** START Given records **
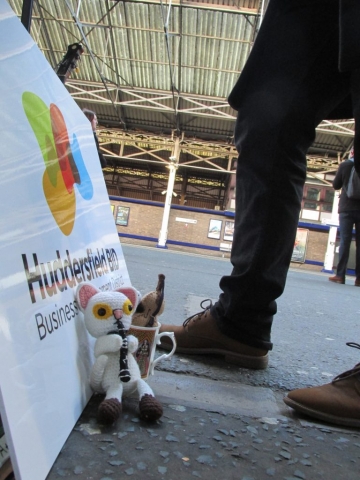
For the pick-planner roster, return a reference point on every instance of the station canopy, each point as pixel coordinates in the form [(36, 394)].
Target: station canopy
[(158, 73)]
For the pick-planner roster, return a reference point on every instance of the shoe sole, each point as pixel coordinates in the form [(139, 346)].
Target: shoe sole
[(245, 361), (326, 417)]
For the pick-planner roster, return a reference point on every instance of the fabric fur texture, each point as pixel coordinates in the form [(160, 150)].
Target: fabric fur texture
[(108, 316)]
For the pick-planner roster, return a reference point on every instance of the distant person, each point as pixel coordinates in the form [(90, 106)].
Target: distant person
[(349, 215), (304, 67), (91, 116)]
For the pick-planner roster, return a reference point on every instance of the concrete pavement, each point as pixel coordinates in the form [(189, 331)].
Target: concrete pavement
[(221, 421)]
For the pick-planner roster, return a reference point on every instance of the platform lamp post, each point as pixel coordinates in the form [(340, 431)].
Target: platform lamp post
[(172, 166), (333, 223)]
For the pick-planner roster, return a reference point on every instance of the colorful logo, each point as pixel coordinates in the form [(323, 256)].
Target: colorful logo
[(64, 165)]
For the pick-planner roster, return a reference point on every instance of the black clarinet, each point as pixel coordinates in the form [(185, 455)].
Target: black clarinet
[(124, 373)]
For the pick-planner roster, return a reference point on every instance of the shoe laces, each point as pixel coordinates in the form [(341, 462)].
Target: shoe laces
[(353, 371), (204, 311)]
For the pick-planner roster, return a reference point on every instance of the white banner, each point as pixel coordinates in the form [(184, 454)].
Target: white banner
[(57, 230)]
** END Given records **
• [Your instructions]:
Write out the lines above exactly as they are, leaving out the pictures.

• [Final result]:
For the pick-planner roster, return a reference point on every instance of the station canopy, each point as pixel coordinates in the form [(36, 394)].
Target: station canopy
[(158, 73)]
For the pick-planner roster, return a reference point on every instance of the shoe sole, each point as pixel coordinates in the form [(139, 346)].
Target: shoe sole
[(245, 361), (326, 417)]
For the pick-planner roster, return a reference point on every instance of the fabric fur texture, each point as pixel coordinates in the form [(160, 150)].
Target: fabric fur texture
[(108, 316)]
For the pick-planner roster, return a reference point on every instance of the distant person, each point as pixel coordinates in the form [(90, 106)].
Target: distant person
[(349, 215), (304, 67), (91, 116)]
For the pick-planner roster, return a reference point on every instance of the concrete pavement, each point as pixel coordinates in the form [(189, 331)].
Target: concrete pavement
[(221, 421)]
For the pick-planner roster, return a reference point on every instance of the platform lamp post, each point as pixel coordinates in the form [(340, 431)].
Target: platform lamp post
[(172, 166), (333, 223)]
For the pick-planner roster, return a reference point on every instance of the colorful logo, each point as pixel coordinates in the form [(323, 256)].
Target: colorful logo
[(64, 165)]
For the pick-planner roster, return a reference point on every instance of the black clarinet, each point as pixel coordinates in the form [(185, 455)].
Target: black clarinet
[(124, 373)]
For the pick-planner roster, return a reference point on every instance of the shoe laces, each point as pixel coordinates in the form [(341, 462)].
Target: shoe laces
[(353, 371), (204, 311)]
For the pick-planner roster, return a reference point on every instance of the white banner, each point as pixel coordinates in the form [(184, 454)].
Target: white banner
[(57, 230)]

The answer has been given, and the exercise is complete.